* PROBLEM
Repeat each record below exactly as it is written.

EXERCISE DATA Start Marker

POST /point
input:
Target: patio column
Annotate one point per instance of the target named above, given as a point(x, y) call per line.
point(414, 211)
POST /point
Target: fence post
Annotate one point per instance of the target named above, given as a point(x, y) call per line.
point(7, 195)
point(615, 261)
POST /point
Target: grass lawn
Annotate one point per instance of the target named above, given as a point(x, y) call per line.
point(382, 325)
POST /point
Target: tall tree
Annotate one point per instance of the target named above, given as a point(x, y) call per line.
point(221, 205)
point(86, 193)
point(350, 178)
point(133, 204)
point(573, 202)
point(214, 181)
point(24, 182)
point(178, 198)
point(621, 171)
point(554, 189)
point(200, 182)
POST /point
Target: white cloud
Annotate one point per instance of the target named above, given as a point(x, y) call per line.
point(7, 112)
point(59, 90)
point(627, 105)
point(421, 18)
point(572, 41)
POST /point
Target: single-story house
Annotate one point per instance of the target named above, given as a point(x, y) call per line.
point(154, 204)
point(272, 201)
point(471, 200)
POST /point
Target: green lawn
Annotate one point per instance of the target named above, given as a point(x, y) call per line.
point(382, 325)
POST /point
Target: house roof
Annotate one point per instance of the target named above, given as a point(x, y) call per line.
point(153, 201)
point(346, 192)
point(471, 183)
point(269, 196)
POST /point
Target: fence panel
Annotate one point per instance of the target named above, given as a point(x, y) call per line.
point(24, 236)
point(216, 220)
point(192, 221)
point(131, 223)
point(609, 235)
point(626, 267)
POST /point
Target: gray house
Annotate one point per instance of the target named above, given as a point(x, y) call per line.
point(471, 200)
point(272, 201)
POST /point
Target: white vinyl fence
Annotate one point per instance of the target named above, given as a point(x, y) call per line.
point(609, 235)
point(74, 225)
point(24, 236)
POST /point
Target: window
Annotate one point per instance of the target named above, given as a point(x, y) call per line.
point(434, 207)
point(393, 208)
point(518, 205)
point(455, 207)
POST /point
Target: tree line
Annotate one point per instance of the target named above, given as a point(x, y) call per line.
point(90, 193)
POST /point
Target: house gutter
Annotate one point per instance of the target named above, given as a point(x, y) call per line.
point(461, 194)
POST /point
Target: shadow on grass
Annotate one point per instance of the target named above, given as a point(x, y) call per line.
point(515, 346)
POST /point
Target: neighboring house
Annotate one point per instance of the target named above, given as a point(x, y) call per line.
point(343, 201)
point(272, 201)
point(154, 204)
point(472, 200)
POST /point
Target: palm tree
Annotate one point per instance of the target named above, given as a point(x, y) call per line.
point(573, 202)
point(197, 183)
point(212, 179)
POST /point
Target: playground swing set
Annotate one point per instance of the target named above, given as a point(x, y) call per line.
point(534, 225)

EXERCISE DATA End Marker

* TASK RESPONSE
POST /point
input:
Target: patio column
Annotate one point per instance of the target named above, given as a point(x, y) call per line.
point(414, 211)
POST /point
Target: fence post
Annotate one point per instance of the target named above, given as a point(x, y) call per line.
point(7, 195)
point(615, 261)
POST /point
Target: grass lawn
Annotate one point per instance of the target named above, given as a point(x, y) call per line.
point(382, 325)
POST /point
Target: tall tree
Annotate one point per instance of the target named above, given as a point(x, y) call per line.
point(221, 205)
point(86, 193)
point(350, 178)
point(133, 204)
point(573, 202)
point(214, 181)
point(24, 182)
point(178, 198)
point(621, 171)
point(554, 189)
point(200, 182)
POST /point
Target: white cloud
Annotate one point per instance of the target named above, given as a point(x, y) call per line.
point(7, 112)
point(59, 90)
point(627, 105)
point(421, 18)
point(572, 41)
POST /point
Target: single-story house
Annotate one point per instance of the target named above, given as a point(x, y) call per line.
point(154, 204)
point(272, 201)
point(471, 200)
POST /point
Target: green lawn
Annotate one point per instance of the target named above, given as a point(x, y) call per line.
point(382, 325)
POST /point
Target: house roof
Annotate one point per instance of the target named above, given as a point(x, y) call per line.
point(153, 201)
point(346, 192)
point(471, 183)
point(269, 196)
POST /point
Target: fence panel
Annotate one point per instance of the target named above, given as a point(x, y) call per line.
point(24, 236)
point(216, 220)
point(192, 221)
point(131, 223)
point(609, 235)
point(626, 267)
POST /point
Target: gray house
Annotate one point per instance of the target named above, given as a point(x, y) call per line.
point(471, 200)
point(272, 201)
POST /point
Target: white vinyl fence
Annotate one point per instance of the target named above, given as a point(x, y) call per line.
point(609, 235)
point(74, 225)
point(24, 236)
POST /point
Target: window
Annotate one point per instance of the target named above, given as a point(x, y) call per line.
point(434, 207)
point(393, 208)
point(518, 205)
point(455, 207)
POST /point
Target: tree line
Annotate one point per instance of the target named above, given as a point(x, y) call per line.
point(90, 193)
POST /point
Target: house gutter
Annotate one point per instance of the target named above, given as a point(x, y) call per line.
point(461, 194)
POST /point
Target: shadow on grass
Annotate one point per instance of the target named above, given as a point(x, y) call per line.
point(515, 346)
POST /point
Target: neighboring house
Annotate one point per instance of the target named above, given as a point(x, y) call per line.
point(343, 201)
point(272, 201)
point(154, 204)
point(472, 200)
POST /point
Target: palm tree
Annotate one point per instance of the target named above, given as a point(x, y) call per line.
point(573, 202)
point(197, 183)
point(212, 179)
POST /point
Target: playground swing set
Annotate one point per instance of the target named above, given as a point(x, y) call per line.
point(534, 225)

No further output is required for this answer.